● **WHAT THE TASK ASKS**:
Copy the data. Keep every character as given.

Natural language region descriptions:
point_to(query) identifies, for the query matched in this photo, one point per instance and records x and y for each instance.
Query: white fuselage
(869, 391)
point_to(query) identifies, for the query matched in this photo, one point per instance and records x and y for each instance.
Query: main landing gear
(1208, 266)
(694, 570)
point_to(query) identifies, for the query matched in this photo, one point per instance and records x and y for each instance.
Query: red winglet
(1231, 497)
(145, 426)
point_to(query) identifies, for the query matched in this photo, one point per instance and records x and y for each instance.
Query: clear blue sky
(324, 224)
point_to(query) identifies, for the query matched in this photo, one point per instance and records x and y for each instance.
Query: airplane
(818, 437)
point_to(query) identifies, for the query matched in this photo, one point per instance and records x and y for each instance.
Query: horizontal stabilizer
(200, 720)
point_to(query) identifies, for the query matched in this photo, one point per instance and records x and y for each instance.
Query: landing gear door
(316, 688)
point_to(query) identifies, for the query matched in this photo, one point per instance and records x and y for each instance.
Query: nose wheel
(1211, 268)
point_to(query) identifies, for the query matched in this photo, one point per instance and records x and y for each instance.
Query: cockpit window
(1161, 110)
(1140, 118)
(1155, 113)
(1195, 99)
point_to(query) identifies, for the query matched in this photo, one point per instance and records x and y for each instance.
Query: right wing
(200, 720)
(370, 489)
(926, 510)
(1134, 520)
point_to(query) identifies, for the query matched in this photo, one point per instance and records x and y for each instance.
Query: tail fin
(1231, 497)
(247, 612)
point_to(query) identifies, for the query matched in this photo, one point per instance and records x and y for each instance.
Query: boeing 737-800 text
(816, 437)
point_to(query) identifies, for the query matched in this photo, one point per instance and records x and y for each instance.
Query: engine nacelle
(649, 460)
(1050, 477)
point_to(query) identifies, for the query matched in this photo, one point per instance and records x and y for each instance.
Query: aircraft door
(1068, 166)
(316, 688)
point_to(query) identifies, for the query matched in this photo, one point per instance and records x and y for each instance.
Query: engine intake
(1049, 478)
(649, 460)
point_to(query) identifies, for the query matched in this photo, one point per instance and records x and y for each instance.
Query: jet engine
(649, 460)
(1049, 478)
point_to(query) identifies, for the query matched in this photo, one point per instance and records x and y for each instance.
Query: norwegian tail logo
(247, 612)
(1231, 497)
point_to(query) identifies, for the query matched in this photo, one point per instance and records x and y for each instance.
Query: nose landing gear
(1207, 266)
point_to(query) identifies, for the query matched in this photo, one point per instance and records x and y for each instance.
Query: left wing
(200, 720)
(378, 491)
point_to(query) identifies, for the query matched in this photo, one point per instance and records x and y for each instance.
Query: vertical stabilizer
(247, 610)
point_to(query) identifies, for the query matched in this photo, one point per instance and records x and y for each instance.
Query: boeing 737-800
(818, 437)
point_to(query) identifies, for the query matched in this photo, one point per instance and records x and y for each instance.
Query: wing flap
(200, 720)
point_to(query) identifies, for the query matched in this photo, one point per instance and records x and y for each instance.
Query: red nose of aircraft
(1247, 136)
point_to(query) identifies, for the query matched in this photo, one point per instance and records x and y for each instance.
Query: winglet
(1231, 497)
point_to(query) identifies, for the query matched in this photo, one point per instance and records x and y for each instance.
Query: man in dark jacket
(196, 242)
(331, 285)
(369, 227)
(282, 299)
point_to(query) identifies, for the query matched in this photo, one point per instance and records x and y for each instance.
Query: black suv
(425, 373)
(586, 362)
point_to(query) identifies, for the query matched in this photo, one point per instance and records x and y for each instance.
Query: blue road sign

● **WRITTEN RESPONSE**:
point_to(query) identifies, for the query matched in this photo, one point per instance and records x and y for each instance.
Query: white fuselage
(869, 391)
point_to(query) identifies, for the query matched in this photo, one point per instance and records x and y for each instance.
Query: main landing gear
(1208, 266)
(694, 570)
point_to(query) identifies, for the query matched in this photo, one point per instance and records x and y for each instance.
Query: red winglet
(1231, 497)
(145, 426)
point_to(query) identifies, for the query matched in this photo, one point per instance and records x and y for each instance.
Query: clear blue sky
(324, 224)
point_to(query) identifies, for the query matched in this photo, one point per instance and records x and y for each instance.
Query: airplane
(818, 437)
point_to(query) identifies, for the query matched in this photo, one point per instance and records x and y for each instance.
Query: horizontal stabilizer
(200, 720)
point_to(query) identifies, for the query matched in this photo, one point per instance and records x and y for each instance.
Query: landing gear door
(316, 688)
point_to(query) identifies, for the query matched in this photo, one point per instance and records x and y for each instance.
Query: nose wheel
(1211, 268)
point_to(query) identifies, for the query matched in this photo, one point per instance and records x and y for each instance.
Query: cockpit window
(1161, 110)
(1140, 118)
(1155, 113)
(1195, 99)
point_to(query) identifies, for the query matched in this photo, one point per instance and records x and y for each instance.
Query: right wing
(200, 720)
(370, 489)
(926, 510)
(1134, 520)
point_to(query) identifies, for the query matched in this photo, one point per instance and records x and y for each instance.
Query: tail fin
(1231, 497)
(247, 612)
point_to(query) identifies, for the query matched in this photo, one point per instance and records x and y for each instance.
Query: boeing 737-800 text
(816, 437)
point_to(query) identifies, for the query matched in this photo, one point per instance and records x and y for each instance.
Query: engine nacelle
(649, 460)
(1050, 477)
point_to(query) identifies, for the query matched in this photo, one point per instance and records x and y for each instance.
Query: aircraft door
(1068, 166)
(316, 688)
point_to(query) identifies, for the query matched in this photo, one point per instance and records x and y for each instance.
Query: engine intake
(1049, 478)
(649, 460)
point_to(query) identifies, for the query matched in this photo, one point per instance and records x and y for each instance.
Query: jet engine
(649, 460)
(1049, 478)
point_to(query) identifies, for the query matched in this photo, one point per instance and records x and y for each instance.
Query: norwegian tail logo
(247, 612)
(1231, 497)
point_to(query) identifies, for the query matched in this photo, one point per instance and records x and y for each instance.
Query: nose landing gear
(1207, 266)
point_to(query) identifies, for the query matched in this photo, one point per instance and records x and y for each instance.
Query: left wing
(200, 720)
(378, 491)
point_to(query) identifies, for the query matched in this photo, one point per instance and records x and y for each instance.
Query: vertical stabilizer
(247, 610)
point_to(query) identifies, for the query matched in this photo, one point per instance and records x and y for each instance.
Query: boeing 737-800
(818, 437)
point_to(query) identifies, for the query matched in this photo, one point per instance and records x and y for each instance.
Query: wing flap
(200, 720)
point_to(query) identifies, for the query matched in this photo, one point per instance and records x and y for each instance.
Query: red nose of aircraft
(1247, 136)
point_to(query) identifies, for the query matched in this photo, one point per instance and records x and y for each instance.
Query: winglet
(1231, 497)
point_to(query) identifies, for the query matched in this photo, one point per instance and records x and y for each instance.
Query: man in dark jacket
(196, 242)
(331, 285)
(369, 227)
(282, 299)
point_to(query) identifies, for the query matched in this photo, one point per instance and records x and y for each instance.
Query: black suv
(425, 373)
(586, 362)
point_to(query) identifies, for the query matched in this photo, one point per instance and records x and y for each instance.
Query: blue road sign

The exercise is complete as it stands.